● **STORED DATA**
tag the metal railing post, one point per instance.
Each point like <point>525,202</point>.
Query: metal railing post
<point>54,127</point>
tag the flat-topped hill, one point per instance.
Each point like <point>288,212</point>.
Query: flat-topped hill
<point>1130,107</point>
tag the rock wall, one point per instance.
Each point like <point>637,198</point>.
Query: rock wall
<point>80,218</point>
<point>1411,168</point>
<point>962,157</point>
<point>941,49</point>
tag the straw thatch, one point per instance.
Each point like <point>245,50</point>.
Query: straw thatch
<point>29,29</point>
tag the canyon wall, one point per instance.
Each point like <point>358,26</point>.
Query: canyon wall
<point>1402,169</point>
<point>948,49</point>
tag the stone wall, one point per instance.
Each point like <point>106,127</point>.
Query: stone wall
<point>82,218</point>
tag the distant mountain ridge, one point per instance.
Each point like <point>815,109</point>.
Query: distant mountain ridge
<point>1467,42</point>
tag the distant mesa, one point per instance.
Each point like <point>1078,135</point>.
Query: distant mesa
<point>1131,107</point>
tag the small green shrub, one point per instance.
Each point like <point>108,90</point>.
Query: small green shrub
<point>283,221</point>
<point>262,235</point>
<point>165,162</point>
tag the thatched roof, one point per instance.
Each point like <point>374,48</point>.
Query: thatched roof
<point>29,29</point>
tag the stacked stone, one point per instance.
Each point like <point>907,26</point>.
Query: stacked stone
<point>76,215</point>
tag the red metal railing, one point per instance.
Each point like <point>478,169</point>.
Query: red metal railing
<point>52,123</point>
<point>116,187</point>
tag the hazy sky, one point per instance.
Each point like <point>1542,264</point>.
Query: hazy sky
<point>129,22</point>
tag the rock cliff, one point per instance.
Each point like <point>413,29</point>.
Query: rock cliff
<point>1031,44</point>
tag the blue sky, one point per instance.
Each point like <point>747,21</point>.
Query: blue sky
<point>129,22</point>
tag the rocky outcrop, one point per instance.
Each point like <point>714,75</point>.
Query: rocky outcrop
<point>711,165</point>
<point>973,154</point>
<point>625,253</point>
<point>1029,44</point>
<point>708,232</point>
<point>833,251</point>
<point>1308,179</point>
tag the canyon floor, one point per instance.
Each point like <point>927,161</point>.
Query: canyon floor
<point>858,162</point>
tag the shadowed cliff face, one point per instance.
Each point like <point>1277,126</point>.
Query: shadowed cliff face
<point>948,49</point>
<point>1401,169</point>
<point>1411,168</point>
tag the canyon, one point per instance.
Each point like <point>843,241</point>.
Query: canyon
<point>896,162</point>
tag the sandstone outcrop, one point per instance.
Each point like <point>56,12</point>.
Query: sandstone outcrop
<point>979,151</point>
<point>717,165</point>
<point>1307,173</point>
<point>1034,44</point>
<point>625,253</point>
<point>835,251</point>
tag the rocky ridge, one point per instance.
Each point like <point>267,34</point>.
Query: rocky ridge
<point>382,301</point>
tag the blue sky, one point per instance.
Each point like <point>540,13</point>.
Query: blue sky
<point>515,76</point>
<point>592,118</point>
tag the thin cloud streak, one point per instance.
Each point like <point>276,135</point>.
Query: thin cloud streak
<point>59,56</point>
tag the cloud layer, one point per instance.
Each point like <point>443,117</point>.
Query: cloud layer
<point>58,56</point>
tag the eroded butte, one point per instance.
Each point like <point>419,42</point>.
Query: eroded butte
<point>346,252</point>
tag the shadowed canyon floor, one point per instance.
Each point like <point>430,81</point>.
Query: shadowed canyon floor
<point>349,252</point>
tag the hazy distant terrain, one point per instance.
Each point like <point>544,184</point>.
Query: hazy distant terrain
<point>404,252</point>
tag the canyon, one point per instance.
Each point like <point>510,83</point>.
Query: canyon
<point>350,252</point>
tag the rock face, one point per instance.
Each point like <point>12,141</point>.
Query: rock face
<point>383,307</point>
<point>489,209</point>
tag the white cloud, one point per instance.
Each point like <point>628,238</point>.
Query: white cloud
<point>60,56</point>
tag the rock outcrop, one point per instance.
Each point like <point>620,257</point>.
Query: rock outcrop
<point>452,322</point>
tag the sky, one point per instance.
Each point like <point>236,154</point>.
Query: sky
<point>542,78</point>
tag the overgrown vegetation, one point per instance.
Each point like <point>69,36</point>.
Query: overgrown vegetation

● **WHAT IS NEEDED**
Lines from the one holding "Each point like <point>540,13</point>." through the last line of the material are to be repeated exactly; no other lines belong in the answer.

● **SOLUTION**
Each point like <point>540,13</point>.
Query: blue sky
<point>515,76</point>
<point>592,118</point>
tag the thin cloud streak, one point per instance.
Each point like <point>276,135</point>.
Query: thin cloud streak
<point>59,56</point>
tag the cloud layer, one point per instance.
Each point like <point>443,117</point>.
Query: cloud layer
<point>58,56</point>
tag the eroded butte, one point per instance.
Each point like <point>419,42</point>.
Query: eroded butte
<point>346,252</point>
tag the shadowed canyon floor, one point per instance.
Each point like <point>430,81</point>.
Query: shadowed canyon floor
<point>349,252</point>
tag the hazy distant terrain, one point per instance.
Each point like <point>544,184</point>.
Query: hazy distant terrain
<point>404,252</point>
tag the canyon, one point per instance.
Each point like <point>510,83</point>.
Query: canyon
<point>350,252</point>
tag the rock face, one point per instance.
Each point like <point>12,141</point>.
Query: rock face
<point>383,307</point>
<point>489,209</point>
tag the white cloud, one point per instance.
Each point like <point>628,238</point>.
Query: white cloud
<point>60,56</point>
tag the rock outcrop, one point per instance.
Each point like <point>620,257</point>.
Query: rock outcrop
<point>452,322</point>
tag the sky, one point per instance.
Each point like <point>236,154</point>.
Query: sky
<point>542,78</point>
tag the overgrown vegetation, one point per instance.
Each point like <point>69,36</point>.
Query: overgrown vegetation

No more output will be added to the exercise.